WORK TO COMPLETE →
Look below for the line with "Put a dot on every instance of the globe", and from there restate every line word for word until the entries end.

ROWS →
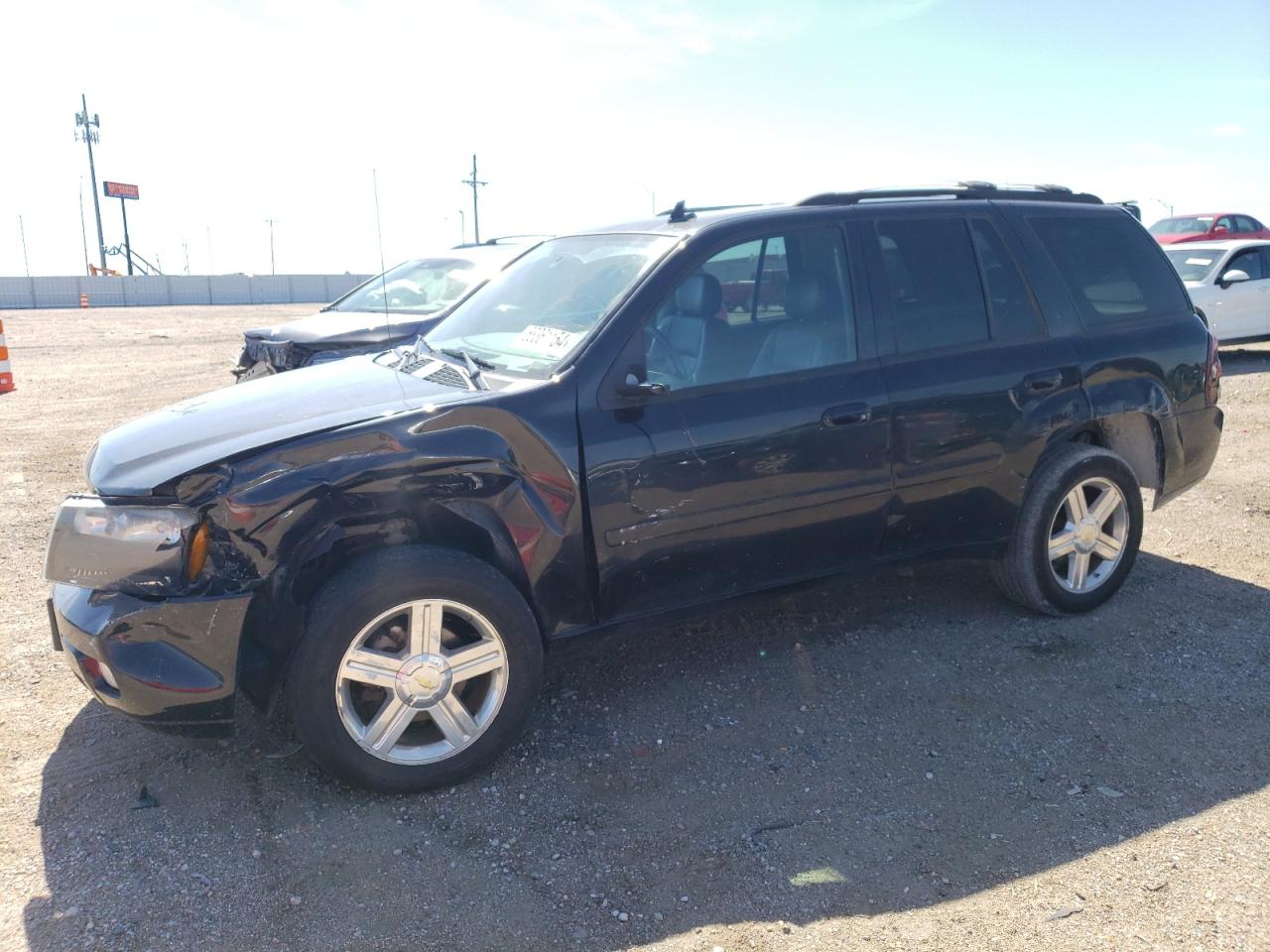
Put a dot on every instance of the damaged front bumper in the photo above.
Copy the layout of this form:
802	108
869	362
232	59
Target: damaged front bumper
171	664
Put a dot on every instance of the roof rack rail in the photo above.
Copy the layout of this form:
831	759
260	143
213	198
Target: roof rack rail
694	209
979	190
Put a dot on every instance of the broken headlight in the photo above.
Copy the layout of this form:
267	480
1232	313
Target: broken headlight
104	546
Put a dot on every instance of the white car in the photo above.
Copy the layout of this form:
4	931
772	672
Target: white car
1229	284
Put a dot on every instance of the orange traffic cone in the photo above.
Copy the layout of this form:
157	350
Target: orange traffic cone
5	376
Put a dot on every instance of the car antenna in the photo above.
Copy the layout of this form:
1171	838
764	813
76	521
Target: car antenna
681	212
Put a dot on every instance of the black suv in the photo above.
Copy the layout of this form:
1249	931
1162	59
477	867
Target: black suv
594	438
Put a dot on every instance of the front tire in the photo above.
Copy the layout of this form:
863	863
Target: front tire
1078	535
418	666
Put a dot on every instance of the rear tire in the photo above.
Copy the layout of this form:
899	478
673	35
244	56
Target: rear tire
418	666
1078	534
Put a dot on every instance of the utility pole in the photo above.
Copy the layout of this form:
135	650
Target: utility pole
90	125
23	230
272	271
474	181
84	227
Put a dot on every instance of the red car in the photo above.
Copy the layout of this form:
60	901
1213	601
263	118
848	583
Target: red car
1206	227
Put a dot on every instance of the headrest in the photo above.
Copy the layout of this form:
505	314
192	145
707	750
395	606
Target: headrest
699	296
804	298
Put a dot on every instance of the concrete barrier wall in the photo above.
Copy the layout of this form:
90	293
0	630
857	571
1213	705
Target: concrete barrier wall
141	290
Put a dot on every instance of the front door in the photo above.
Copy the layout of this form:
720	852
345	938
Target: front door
760	452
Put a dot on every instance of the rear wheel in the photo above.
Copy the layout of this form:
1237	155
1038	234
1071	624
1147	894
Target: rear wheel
1078	535
420	665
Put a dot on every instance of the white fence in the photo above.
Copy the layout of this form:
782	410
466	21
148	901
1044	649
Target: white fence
176	290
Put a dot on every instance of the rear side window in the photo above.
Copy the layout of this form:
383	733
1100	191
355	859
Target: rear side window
1112	268
1248	262
933	281
1010	303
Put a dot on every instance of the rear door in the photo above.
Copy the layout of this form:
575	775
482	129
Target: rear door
763	456
973	377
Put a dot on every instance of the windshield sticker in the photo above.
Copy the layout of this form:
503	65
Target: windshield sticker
545	341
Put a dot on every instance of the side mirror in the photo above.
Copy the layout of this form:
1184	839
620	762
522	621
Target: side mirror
634	386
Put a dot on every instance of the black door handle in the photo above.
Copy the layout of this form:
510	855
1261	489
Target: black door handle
1043	382
846	416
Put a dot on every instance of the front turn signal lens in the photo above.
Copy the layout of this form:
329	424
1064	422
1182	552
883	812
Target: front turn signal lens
197	552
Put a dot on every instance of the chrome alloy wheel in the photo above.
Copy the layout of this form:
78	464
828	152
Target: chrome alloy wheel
1087	535
422	682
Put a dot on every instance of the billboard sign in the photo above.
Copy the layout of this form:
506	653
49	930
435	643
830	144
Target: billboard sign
119	189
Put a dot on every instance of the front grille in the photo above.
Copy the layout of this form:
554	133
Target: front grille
275	352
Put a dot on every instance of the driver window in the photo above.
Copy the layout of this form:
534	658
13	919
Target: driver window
1248	262
757	308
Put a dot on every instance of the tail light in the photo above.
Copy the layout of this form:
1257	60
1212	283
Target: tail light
1211	372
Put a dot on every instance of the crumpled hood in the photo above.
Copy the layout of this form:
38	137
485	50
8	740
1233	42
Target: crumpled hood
149	451
345	327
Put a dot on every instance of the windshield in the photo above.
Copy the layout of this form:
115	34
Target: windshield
423	286
535	313
1182	226
1194	264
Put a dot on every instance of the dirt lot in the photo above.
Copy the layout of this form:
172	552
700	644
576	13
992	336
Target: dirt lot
893	763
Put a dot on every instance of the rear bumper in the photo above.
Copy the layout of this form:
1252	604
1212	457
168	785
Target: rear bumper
1199	434
175	661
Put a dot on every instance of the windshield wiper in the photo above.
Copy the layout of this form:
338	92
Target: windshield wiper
474	365
466	357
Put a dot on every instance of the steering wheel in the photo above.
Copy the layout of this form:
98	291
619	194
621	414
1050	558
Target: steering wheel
659	338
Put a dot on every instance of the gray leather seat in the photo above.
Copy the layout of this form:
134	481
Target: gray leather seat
697	302
813	333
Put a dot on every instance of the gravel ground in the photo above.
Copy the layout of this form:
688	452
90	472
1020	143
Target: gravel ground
896	763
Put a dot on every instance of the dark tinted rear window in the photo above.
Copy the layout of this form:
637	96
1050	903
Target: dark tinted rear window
1112	268
934	284
1010	303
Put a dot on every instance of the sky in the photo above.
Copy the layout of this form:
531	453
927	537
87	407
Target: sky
587	112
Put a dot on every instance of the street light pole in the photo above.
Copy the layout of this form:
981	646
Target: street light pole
272	270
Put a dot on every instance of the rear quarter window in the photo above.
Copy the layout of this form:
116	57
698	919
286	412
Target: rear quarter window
1111	267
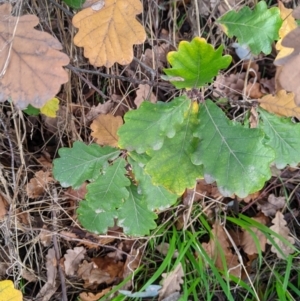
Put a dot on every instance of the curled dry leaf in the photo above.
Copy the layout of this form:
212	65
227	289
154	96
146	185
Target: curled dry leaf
31	65
282	104
270	207
38	184
287	26
109	33
171	282
72	260
99	109
248	243
289	75
144	93
105	129
281	228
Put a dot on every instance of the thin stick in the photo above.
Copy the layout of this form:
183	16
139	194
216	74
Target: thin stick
55	244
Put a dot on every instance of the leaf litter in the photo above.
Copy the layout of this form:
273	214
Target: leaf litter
78	259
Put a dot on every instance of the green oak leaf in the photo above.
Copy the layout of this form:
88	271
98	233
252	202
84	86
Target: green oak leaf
171	166
256	28
232	155
109	190
195	63
81	162
96	221
146	127
283	136
134	216
155	196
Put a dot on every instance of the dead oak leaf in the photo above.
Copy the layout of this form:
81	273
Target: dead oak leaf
270	207
38	184
281	228
31	65
282	104
108	34
105	129
84	296
289	23
72	260
248	242
144	93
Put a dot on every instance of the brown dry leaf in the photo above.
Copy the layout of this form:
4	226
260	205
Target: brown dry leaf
105	129
29	276
287	26
171	282
3	208
45	237
230	86
108	34
253	90
132	262
248	243
73	259
250	197
219	243
156	57
144	93
282	104
253	119
92	297
281	228
32	70
38	184
270	207
111	266
91	275
51	286
99	109
289	75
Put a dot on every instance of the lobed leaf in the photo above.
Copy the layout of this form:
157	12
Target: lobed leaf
256	28
283	136
195	63
232	155
109	191
155	196
96	221
134	216
81	162
171	166
108	32
146	127
32	66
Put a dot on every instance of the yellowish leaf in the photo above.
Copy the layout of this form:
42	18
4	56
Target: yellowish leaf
287	26
105	129
282	104
50	107
281	228
108	34
8	292
31	66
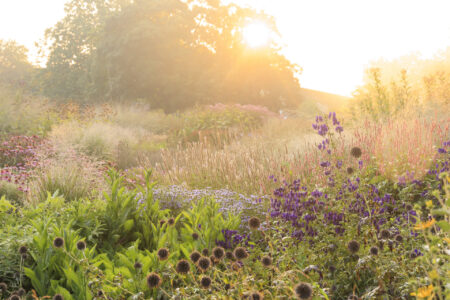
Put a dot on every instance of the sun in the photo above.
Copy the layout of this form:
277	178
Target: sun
256	34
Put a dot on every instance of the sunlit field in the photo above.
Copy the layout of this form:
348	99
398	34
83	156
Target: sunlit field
169	150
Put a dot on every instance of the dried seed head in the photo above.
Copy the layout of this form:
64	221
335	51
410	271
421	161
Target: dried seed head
240	253
353	246
183	266
58	242
153	280
303	291
163	254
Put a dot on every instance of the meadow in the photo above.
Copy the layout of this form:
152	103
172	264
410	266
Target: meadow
165	149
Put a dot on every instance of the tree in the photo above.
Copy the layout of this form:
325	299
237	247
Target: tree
15	69
172	53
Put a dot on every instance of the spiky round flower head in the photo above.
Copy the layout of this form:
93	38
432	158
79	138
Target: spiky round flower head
58	297
219	252
163	254
356	152
21	292
266	261
205	282
81	245
195	256
137	265
256	296
23	250
229	255
153	280
213	260
303	291
58	242
385	234
183	266
254	223
374	250
3	287
353	246
204	263
399	238
240	253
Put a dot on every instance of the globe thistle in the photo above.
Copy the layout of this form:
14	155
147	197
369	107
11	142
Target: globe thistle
23	250
356	152
163	254
213	260
137	265
399	238
195	256
385	234
353	246
183	266
240	253
58	242
303	291
3	287
205	282
254	223
235	266
374	250
204	263
58	297
21	292
153	280
81	245
266	261
218	253
256	296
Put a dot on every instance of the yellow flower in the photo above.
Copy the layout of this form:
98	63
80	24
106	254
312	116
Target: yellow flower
425	225
425	292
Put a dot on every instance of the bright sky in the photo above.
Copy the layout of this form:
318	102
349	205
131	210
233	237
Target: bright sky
331	40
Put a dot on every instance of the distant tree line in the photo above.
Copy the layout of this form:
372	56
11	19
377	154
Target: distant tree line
172	54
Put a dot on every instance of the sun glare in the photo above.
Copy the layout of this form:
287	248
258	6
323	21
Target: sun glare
256	35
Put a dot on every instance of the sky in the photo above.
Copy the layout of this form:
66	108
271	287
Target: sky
333	41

EXERCISE OUTPUT →
Put a dot on every instance of the globe thistle in the photo above.
Copy the layout of this form:
14	155
147	197
369	107
11	142
Target: globe thistle
23	250
356	152
163	254
213	260
137	265
399	238
195	256
385	234
353	246
183	266
240	253
58	242
303	291
3	287
205	282
254	223
235	266
374	250
204	263
58	297
21	292
153	280
81	245
266	261
218	253
256	296
Put a dot on every instance of the yellow flower in the photo above.
Copy the layout of this form:
98	63
80	24
106	254
312	116
Target: yellow flower
425	225
425	292
Put a dot on every instance of the bright sky in the photo above.
Copy the layout of this form:
318	102
349	205
131	210
233	237
Target: bright sky
331	40
Put a dot on every instance of the distant tree line in the photo above.
Copy the layout of this form:
372	56
11	19
377	154
Target: distant tree line
172	54
Put a dot on every instance of the sun glare in the photo above.
Copy the layout of this form:
287	248
258	6
323	21
Target: sun glare
256	35
Put a dot on every instance of the sky in the photo above.
Copy the layout of this form:
66	108
271	287
Target: sky
333	41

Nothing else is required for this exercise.